▶
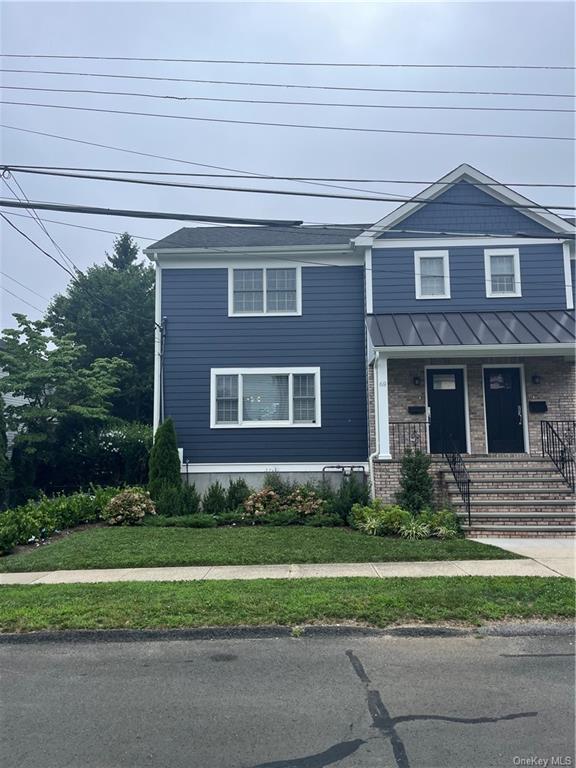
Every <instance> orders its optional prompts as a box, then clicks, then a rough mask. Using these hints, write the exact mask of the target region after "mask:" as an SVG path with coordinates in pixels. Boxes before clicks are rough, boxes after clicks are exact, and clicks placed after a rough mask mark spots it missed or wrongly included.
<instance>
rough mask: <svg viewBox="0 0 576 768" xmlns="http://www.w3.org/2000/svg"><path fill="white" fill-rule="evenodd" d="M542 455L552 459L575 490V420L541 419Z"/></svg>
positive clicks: (575, 427)
mask: <svg viewBox="0 0 576 768" xmlns="http://www.w3.org/2000/svg"><path fill="white" fill-rule="evenodd" d="M540 437H541V441H542V456H548V457H549V458H550V459H552V461H553V463H554V464H555V465H556V468H557V469H558V471H559V472H560V474H561V475H562V477H563V478H564V480H565V481H566V483H567V484H568V485H569V486H570V488H572V490H573V491H574V490H576V421H541V422H540Z"/></svg>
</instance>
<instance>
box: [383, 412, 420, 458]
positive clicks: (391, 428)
mask: <svg viewBox="0 0 576 768" xmlns="http://www.w3.org/2000/svg"><path fill="white" fill-rule="evenodd" d="M427 428H428V422H426V421H391V422H390V455H391V456H393V457H395V458H396V457H399V456H402V455H403V454H404V453H406V451H407V450H413V451H423V452H424V453H428V440H427Z"/></svg>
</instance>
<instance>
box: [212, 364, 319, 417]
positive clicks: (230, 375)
mask: <svg viewBox="0 0 576 768" xmlns="http://www.w3.org/2000/svg"><path fill="white" fill-rule="evenodd" d="M211 379H212V381H211V408H210V412H211V418H210V426H211V427H212V428H216V427H319V426H320V369H319V368H252V369H250V368H242V369H240V368H213V369H212V371H211Z"/></svg>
◀
What you have to do: Output the records verbatim, every one of them, and keep the pictures out.

Your solution:
Every <instance> orders its optional prompts as a box, then clicks, then a rough mask. Using these hints, write the exact mask of the target region after "mask:" as an SVG path with coordinates in pixels. Boxes before clicks are rough, boxes after clicks are exact, and clicks placed after a rough mask mark spots it missed or wrongly included.
<instance>
rough mask: <svg viewBox="0 0 576 768" xmlns="http://www.w3.org/2000/svg"><path fill="white" fill-rule="evenodd" d="M542 455L552 459L575 490V420L541 419Z"/></svg>
positive clicks: (575, 427)
mask: <svg viewBox="0 0 576 768" xmlns="http://www.w3.org/2000/svg"><path fill="white" fill-rule="evenodd" d="M540 437H541V441H542V456H548V457H549V458H550V459H552V461H553V463H554V464H555V465H556V468H557V469H558V471H559V472H560V474H561V475H562V477H563V478H564V480H565V481H566V483H567V484H568V485H569V486H570V488H572V490H573V491H574V490H576V421H541V422H540Z"/></svg>
</instance>
<instance>
box: [383, 412, 420, 458]
positive clicks: (391, 428)
mask: <svg viewBox="0 0 576 768" xmlns="http://www.w3.org/2000/svg"><path fill="white" fill-rule="evenodd" d="M427 428H428V422H426V421H391V422H390V455H391V456H393V457H395V458H396V457H399V456H402V455H403V454H404V453H406V451H407V450H413V451H423V452H424V453H428V440H427Z"/></svg>
</instance>
<instance>
box: [212, 364, 319, 417]
positive clicks: (230, 375)
mask: <svg viewBox="0 0 576 768" xmlns="http://www.w3.org/2000/svg"><path fill="white" fill-rule="evenodd" d="M211 379H212V381H211V408H210V412H211V418H210V426H211V427H212V428H216V427H319V426H320V369H319V368H252V369H250V368H242V369H240V368H213V369H212V371H211Z"/></svg>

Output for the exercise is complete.